*WORK TO DO*: Convert every line of the data below into a JSON list of strings, one string per line, leaving out any blank lines.

[Excerpts from point annotation data]
════════════════

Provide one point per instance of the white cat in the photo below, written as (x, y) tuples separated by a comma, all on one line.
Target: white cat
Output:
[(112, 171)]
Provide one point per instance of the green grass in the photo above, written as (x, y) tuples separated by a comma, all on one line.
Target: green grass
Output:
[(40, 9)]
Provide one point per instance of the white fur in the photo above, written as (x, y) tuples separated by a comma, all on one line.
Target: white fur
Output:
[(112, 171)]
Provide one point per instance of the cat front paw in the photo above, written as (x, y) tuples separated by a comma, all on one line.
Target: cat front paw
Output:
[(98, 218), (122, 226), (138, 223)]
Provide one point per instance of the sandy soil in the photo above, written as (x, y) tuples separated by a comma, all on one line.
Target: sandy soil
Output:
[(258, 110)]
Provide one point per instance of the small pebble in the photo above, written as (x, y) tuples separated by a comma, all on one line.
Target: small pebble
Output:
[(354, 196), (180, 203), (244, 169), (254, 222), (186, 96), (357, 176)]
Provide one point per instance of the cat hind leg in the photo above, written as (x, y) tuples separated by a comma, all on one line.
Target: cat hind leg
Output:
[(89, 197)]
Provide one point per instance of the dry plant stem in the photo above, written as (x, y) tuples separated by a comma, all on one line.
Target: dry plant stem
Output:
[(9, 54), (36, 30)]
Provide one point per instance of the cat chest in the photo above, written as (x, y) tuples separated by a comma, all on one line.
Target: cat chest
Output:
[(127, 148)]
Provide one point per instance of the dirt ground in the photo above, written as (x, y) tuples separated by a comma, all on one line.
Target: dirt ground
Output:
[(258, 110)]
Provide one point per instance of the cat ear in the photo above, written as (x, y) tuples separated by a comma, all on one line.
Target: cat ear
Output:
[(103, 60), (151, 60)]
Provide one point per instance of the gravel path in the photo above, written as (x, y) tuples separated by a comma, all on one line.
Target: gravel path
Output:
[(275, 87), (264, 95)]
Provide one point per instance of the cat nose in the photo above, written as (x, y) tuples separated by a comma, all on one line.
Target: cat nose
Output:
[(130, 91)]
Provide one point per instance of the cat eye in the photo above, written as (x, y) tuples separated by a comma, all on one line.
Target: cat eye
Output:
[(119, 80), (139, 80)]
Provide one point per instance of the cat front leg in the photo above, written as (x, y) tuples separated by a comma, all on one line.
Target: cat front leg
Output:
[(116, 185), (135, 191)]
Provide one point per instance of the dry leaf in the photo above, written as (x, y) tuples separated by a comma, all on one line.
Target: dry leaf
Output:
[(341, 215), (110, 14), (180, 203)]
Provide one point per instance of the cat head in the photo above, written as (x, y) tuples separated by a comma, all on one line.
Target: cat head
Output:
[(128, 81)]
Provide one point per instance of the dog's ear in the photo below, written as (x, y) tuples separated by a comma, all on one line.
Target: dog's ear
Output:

════════════════

*ANSWER TO THIS TASK*:
[
  "Provide one point per instance of the white cat in the photo below, written as (x, y) tuples separated by a comma, all on one line.",
  "Target: white cat",
  "Output:",
  "[(112, 171)]",
  "Provide one point per instance of the green grass in the photo above, written as (x, y) tuples separated by a comma, all on one line.",
  "Target: green grass",
  "Output:",
  "[(40, 9)]",
  "Provide one point per instance of the white fur in the photo above, written as (x, y) tuples separated by a comma, all on one line.",
  "Target: white fur",
  "Output:",
  "[(112, 171)]",
  "Provide one point per instance of the cat front paw in the photo above, written as (x, y) tuples separated by a comma, all on one line.",
  "Target: cat front paw",
  "Output:",
  "[(98, 218), (122, 226), (138, 223)]",
  "Provide one point per instance of the sandy soil in the photo above, written as (x, y) tuples separated by a comma, all on one line.",
  "Target: sandy soil",
  "Output:",
  "[(258, 110)]",
  "Provide one point per instance of the small pebble in the photo above, written as (x, y) tuples separated by a comma, all on one line.",
  "Target: small pebble",
  "Output:",
  "[(354, 196), (180, 203), (244, 169), (254, 222), (186, 96), (357, 176)]",
  "Provide one point per instance of the cat hind leg in the photo above, written as (x, y) tuples separated by a comma, all on one line.",
  "Target: cat hind leg",
  "Output:",
  "[(89, 197)]",
  "Provide one point per instance of the dry plant stem in the photo above, written as (x, y) tuples separated by a comma, all on one line.",
  "Target: dry plant stem",
  "Output:",
  "[(9, 54), (36, 30)]",
  "Provide one point per instance of the cat chest in the photo above, written as (x, y) tuples separated by a comma, all on one line.",
  "Target: cat chest",
  "Output:",
  "[(127, 148)]",
  "Provide one point per instance of the dirt ground in the photo above, written as (x, y) tuples separated by a comma, all on one line.",
  "Target: dirt ground",
  "Output:",
  "[(258, 110)]",
  "Provide one point per instance of the cat ear in the photo above, written as (x, y) tuples separated by a comma, all on one line.",
  "Target: cat ear",
  "Output:",
  "[(103, 60), (151, 60)]",
  "Provide one point per instance of the gravel path in the photo above, written as (x, y) tuples separated by a comma, all on one line.",
  "Target: gravel path",
  "Output:",
  "[(275, 87), (264, 95)]",
  "Provide one point per instance of the cat nose in the photo above, written as (x, y) tuples separated by a comma, all on one line.",
  "Target: cat nose",
  "Output:",
  "[(130, 91)]",
  "Provide one point per instance of the cat eye in the photo above, written as (x, y) tuples separated by a comma, all on one line.",
  "Target: cat eye",
  "Output:",
  "[(119, 80), (139, 80)]",
  "Provide one point per instance of the cat front leg in the photo above, written as (x, y) tuples separated by a comma, all on one line.",
  "Target: cat front leg",
  "Output:",
  "[(116, 185), (135, 191)]",
  "Provide one point per instance of the dry leaf in the photo above, written as (x, y) tuples separated by a comma, all on one line.",
  "Target: dry leaf",
  "Output:",
  "[(341, 215), (110, 14), (180, 203)]",
  "Provide one point per instance of the cat head in the photo above, written as (x, y) tuples separated by a comma, all on one line.",
  "Target: cat head",
  "Output:",
  "[(128, 81)]",
  "Provide one point per instance of the dog's ear in the photo below, written as (x, y) tuples separated by a comma, all on one line.",
  "Target: dog's ear",
  "Output:"
]